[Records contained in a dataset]

§ §

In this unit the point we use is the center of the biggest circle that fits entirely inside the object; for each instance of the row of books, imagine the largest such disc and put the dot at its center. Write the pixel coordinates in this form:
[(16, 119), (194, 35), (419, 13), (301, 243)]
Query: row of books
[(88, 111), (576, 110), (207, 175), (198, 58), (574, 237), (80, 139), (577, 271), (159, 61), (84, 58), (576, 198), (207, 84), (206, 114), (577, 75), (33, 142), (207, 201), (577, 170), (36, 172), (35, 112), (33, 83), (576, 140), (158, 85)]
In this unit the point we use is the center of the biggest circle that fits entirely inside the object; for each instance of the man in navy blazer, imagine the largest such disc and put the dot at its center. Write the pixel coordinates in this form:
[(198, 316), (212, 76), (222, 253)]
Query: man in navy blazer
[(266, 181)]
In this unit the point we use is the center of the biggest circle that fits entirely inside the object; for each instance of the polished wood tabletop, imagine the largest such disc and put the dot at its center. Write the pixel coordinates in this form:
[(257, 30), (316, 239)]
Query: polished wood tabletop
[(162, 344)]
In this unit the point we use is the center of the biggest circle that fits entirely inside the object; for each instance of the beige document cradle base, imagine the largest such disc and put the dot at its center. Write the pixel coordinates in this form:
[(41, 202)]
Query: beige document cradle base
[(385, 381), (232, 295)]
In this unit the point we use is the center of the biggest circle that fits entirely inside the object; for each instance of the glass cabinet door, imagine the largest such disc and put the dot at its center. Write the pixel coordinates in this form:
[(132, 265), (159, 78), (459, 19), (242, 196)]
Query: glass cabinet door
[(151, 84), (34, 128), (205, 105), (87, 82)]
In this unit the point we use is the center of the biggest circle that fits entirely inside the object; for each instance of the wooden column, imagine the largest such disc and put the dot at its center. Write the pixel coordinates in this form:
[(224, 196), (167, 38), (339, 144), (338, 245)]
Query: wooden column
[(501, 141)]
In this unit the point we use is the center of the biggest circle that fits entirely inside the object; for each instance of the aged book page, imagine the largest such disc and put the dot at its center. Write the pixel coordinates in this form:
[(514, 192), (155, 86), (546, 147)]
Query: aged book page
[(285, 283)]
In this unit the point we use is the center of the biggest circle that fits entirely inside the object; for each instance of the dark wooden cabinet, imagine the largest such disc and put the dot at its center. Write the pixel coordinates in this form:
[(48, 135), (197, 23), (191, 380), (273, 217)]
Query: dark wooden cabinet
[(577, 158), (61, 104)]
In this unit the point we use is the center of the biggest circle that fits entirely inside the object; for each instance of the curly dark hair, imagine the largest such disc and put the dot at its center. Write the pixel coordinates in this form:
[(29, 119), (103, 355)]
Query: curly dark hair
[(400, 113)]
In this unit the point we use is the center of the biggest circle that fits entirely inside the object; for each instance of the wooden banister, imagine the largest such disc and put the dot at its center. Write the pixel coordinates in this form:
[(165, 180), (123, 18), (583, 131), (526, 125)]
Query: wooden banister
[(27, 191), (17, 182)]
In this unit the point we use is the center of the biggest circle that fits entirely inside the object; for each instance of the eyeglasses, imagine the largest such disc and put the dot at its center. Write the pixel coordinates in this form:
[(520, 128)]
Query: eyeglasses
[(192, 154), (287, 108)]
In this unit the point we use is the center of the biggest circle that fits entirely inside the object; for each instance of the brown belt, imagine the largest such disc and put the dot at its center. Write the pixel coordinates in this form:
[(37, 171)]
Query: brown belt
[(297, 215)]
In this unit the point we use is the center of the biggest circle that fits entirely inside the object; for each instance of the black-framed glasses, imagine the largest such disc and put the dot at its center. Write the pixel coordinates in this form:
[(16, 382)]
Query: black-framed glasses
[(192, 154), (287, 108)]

§ §

Every entry must be retyped in full, exactly as given.

In this unit the point we use is the center of the biggest circle that fits entirely inside the object; for each instance of the row of books, imagine the largest such disc and put the dot at its center. Write the pixel coordinates in this form:
[(16, 119), (194, 35), (419, 13), (301, 243)]
Query: row of books
[(88, 111), (576, 110), (207, 175), (198, 58), (574, 237), (80, 139), (577, 271), (159, 61), (84, 58), (576, 198), (207, 84), (206, 114), (577, 75), (33, 142), (207, 201), (577, 170), (36, 172), (35, 112), (33, 83), (576, 140), (158, 85)]
In this unit the point we use is the center of the biggest circle that fits entirely inside the object; for each instance of the man in navy blazer, imagine the largest such disc and put the dot at its center. Write the pixel coordinates in this form:
[(198, 316), (212, 76), (222, 253)]
Query: man in navy blazer
[(266, 181)]
In this unit the point we use is the center of the biggest circle that fits entirely inside the object; for each instance of the polished wood tabletop, imagine the largest such disc and put the dot at its center. Write the pixel coordinates in this form:
[(257, 30), (316, 239)]
Query: polished wood tabletop
[(162, 344)]
In this unit the point we use is the center of the biggest circle that fits entirely inside the object; for each instance of the beige document cradle base, imagine the largest such disc and put the dot at its center. Write the pixel coordinates in this form:
[(41, 202)]
Query: beige document cradle base
[(385, 381), (232, 295)]
In this unit the point we use is the center of the biggest circle that fits entirely inside the object; for each instance of the glass cabinet door, imagine the largest such disc and put the dot at its center. Write the pixel coordinates in this form:
[(132, 265), (159, 78), (459, 19), (242, 196)]
Query: glass cabinet door
[(151, 84), (34, 128), (205, 105), (87, 82)]
In this unit the point we use is the center of the biggest circle that fits entirely inside the object; for each instance of the wooden column, imagine the largest such disc and put the dot at its center. Write the pixel coordinates in this form:
[(224, 196), (167, 38), (339, 144), (338, 245)]
Query: wooden column
[(501, 141)]
In this unit the point we use is the center of the biggest circle that fits entirely inside the object; for each instance of the aged book page, imagine the largest such disc and put the dot at its center. Write the pixel coordinates in this form:
[(514, 192), (155, 86), (546, 147)]
Query: aged book page
[(285, 283)]
In this unit the point we use is the center of the biggest circle that fits entirely inside the object; for each instance of the dark wooden cabinet, imagine the largest such disc and put the dot at its center. Write the pixel coordinates in this form:
[(48, 135), (197, 23), (191, 380), (273, 217)]
Query: dark wooden cabinet
[(577, 158), (61, 104)]
In this unit the point we use is the center of the biggest circle that fits entirely inside the object; for each instance of the curly dark hair, imagine the largest such disc and put the dot at its center. Write the pixel coordinates in this form:
[(29, 119), (103, 355)]
Query: curly dark hair
[(400, 113)]
In this unit the point we use is the center of the biggest circle that fits entirely inside the object; for each instance of the wooden banister, imagine the largest such disc and put the dot at its center. Write the pixel coordinates in this form:
[(165, 180), (123, 18), (583, 131), (526, 125)]
Query: wooden banister
[(27, 191), (17, 182)]
In this unit the point we use is the center of the biggest circle that fits entirely inside the object; for each instance of the eyeglasses, imagine the largest such disc and put the dot at its center. Write the pixel coordinates in this form:
[(520, 128)]
Query: eyeglasses
[(192, 154), (287, 108)]
In this unit the point we use is the center of the biggest circle that fits entirely inside the object; for each instance of the brown belt, imagine the largest such disc and put the dot at its center. Write the pixel coordinates in this form:
[(37, 171)]
Query: brown belt
[(297, 215)]
In this unit the point we use is the center of the biggest circle that fits entirely inside the object; for each instance of the black-framed glasses, imagine the largest such disc and put the dot at its center. Write the pixel coordinates in this form:
[(16, 382)]
Query: black-framed glasses
[(192, 154), (287, 108)]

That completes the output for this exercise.